Entries supplied
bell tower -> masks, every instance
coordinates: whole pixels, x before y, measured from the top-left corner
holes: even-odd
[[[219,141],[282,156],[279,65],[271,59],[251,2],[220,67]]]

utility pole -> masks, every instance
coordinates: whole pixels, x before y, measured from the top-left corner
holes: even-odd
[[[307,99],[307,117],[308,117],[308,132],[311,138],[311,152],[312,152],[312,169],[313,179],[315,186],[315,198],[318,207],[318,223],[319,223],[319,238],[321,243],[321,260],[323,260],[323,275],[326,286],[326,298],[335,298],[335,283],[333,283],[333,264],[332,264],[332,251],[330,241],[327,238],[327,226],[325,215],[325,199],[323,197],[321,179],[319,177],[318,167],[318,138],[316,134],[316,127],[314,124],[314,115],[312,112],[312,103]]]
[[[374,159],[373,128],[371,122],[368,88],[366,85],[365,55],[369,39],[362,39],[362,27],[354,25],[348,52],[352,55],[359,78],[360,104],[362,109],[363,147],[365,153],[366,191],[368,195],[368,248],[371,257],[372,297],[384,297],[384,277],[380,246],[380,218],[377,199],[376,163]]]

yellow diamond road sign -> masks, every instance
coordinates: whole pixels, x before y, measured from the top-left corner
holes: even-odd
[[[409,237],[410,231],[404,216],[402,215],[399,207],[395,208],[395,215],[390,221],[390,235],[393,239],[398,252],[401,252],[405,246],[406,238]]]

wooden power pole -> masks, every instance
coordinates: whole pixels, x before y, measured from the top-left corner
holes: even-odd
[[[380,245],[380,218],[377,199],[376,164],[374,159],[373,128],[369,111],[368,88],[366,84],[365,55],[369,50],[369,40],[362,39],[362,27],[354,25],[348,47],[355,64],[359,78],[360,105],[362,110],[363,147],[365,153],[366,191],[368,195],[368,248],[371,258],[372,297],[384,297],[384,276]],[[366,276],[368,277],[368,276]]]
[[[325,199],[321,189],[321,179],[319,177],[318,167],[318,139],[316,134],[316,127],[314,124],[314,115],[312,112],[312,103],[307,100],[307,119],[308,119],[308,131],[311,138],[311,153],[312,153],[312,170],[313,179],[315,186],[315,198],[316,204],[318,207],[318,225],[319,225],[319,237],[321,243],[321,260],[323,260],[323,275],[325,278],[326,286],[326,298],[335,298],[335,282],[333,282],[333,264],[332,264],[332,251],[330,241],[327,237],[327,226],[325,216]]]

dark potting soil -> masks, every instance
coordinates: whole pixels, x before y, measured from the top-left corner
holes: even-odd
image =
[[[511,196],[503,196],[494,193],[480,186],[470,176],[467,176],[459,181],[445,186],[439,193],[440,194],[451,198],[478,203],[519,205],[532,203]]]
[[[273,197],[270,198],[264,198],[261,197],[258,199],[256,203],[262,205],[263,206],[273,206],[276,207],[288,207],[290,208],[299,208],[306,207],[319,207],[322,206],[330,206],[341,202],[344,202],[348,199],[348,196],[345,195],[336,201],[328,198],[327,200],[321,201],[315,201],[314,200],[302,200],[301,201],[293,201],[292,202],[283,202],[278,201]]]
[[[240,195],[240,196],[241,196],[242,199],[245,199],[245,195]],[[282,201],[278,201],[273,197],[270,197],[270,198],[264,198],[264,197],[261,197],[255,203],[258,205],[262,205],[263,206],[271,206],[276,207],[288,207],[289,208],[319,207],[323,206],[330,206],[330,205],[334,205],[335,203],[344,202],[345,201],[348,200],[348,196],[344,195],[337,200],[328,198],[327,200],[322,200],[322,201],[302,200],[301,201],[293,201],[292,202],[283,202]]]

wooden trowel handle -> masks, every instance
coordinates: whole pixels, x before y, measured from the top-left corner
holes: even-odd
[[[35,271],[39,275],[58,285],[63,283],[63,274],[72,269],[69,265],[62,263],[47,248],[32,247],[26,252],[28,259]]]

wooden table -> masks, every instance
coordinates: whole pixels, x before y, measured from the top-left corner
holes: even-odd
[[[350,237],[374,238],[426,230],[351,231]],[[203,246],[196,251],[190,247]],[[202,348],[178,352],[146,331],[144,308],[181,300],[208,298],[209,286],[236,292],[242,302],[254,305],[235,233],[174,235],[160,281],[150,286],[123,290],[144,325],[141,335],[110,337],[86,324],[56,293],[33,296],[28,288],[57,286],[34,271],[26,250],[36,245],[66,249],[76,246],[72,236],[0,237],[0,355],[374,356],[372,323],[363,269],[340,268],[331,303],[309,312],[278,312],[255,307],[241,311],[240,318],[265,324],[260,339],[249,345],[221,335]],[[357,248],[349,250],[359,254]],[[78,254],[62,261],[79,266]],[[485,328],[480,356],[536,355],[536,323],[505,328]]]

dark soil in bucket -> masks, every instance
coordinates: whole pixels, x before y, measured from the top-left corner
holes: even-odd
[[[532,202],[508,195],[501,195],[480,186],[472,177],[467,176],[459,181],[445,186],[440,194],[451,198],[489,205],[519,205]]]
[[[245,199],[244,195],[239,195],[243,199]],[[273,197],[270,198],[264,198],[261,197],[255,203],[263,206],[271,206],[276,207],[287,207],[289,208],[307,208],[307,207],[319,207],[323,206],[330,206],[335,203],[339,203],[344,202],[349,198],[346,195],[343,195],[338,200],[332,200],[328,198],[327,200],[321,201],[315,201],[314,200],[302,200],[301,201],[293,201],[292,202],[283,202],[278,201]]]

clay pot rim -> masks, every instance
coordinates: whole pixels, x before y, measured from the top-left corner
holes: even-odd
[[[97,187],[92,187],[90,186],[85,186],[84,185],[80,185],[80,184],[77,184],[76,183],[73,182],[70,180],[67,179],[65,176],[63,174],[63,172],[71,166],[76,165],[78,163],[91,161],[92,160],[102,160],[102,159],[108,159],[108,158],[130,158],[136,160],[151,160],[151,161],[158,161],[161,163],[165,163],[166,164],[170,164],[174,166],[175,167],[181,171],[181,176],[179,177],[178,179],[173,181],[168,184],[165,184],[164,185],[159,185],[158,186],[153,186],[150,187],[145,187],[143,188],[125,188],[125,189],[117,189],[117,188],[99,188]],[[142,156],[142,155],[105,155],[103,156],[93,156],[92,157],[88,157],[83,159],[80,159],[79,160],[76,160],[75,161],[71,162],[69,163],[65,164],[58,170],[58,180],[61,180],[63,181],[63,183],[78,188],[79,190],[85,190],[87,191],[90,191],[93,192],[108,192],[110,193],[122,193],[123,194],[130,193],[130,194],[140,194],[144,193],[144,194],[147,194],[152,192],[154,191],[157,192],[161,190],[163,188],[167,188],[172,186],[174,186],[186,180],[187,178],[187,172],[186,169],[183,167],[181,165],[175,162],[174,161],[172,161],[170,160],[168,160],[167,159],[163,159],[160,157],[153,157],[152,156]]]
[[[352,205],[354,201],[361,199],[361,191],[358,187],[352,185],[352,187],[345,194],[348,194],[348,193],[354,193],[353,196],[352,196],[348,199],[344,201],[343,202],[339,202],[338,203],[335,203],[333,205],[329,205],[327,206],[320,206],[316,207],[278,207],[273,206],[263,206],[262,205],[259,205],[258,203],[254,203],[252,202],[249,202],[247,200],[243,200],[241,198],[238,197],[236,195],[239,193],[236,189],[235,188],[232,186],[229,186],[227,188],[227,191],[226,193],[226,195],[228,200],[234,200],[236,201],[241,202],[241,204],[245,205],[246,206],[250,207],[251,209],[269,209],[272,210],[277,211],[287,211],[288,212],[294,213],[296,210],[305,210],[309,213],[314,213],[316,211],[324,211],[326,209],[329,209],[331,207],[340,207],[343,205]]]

Task to complete
Everything from the line containing "clay pot rim -> masks, every instance" through the final line of the listing, inclusive, must be reproduced exactly; leave out the rest.

Correct result
clay pot rim -> masks, every instance
coordinates: whole pixels, x before y, measured from the top-left corner
holes: even-odd
[[[97,187],[92,187],[90,186],[85,186],[84,185],[80,185],[80,184],[77,184],[76,183],[73,182],[70,180],[67,179],[65,176],[63,174],[63,172],[71,166],[76,165],[78,163],[91,161],[92,160],[102,160],[102,159],[108,159],[108,158],[130,158],[136,160],[151,160],[151,161],[158,161],[161,163],[165,163],[166,164],[170,164],[174,166],[175,167],[181,171],[181,176],[179,177],[178,179],[173,181],[168,184],[165,184],[164,185],[159,185],[158,186],[153,186],[150,187],[145,187],[143,188],[125,188],[125,189],[117,189],[117,188],[99,188]],[[142,156],[142,155],[105,155],[103,156],[93,156],[92,157],[88,157],[83,159],[80,159],[79,160],[76,160],[75,161],[71,162],[69,163],[65,164],[58,170],[58,180],[61,180],[63,181],[63,183],[78,188],[79,190],[85,190],[87,191],[90,191],[93,192],[108,192],[110,193],[122,193],[123,194],[130,193],[130,194],[140,194],[144,193],[144,194],[147,194],[152,192],[154,191],[157,192],[161,190],[163,188],[167,188],[172,186],[174,186],[186,180],[187,178],[187,172],[186,169],[183,167],[181,165],[175,162],[174,161],[172,161],[170,160],[168,160],[167,159],[163,159],[160,157],[153,157],[152,156]]]
[[[352,205],[354,201],[361,199],[361,191],[358,187],[352,185],[352,187],[345,194],[348,194],[348,193],[354,193],[353,196],[352,196],[348,199],[344,201],[343,202],[339,202],[338,203],[335,203],[333,205],[329,205],[327,206],[320,206],[316,207],[278,207],[273,206],[263,206],[262,205],[259,205],[258,203],[254,203],[252,202],[249,202],[247,200],[243,200],[241,198],[238,197],[236,195],[239,193],[236,189],[235,188],[232,186],[229,186],[227,188],[227,191],[226,193],[226,195],[228,200],[234,200],[236,201],[241,202],[241,204],[245,205],[246,206],[250,207],[251,209],[269,209],[272,210],[277,211],[287,211],[288,212],[294,213],[296,210],[305,210],[309,213],[314,213],[316,211],[324,211],[326,209],[329,209],[331,207],[340,207],[343,205]]]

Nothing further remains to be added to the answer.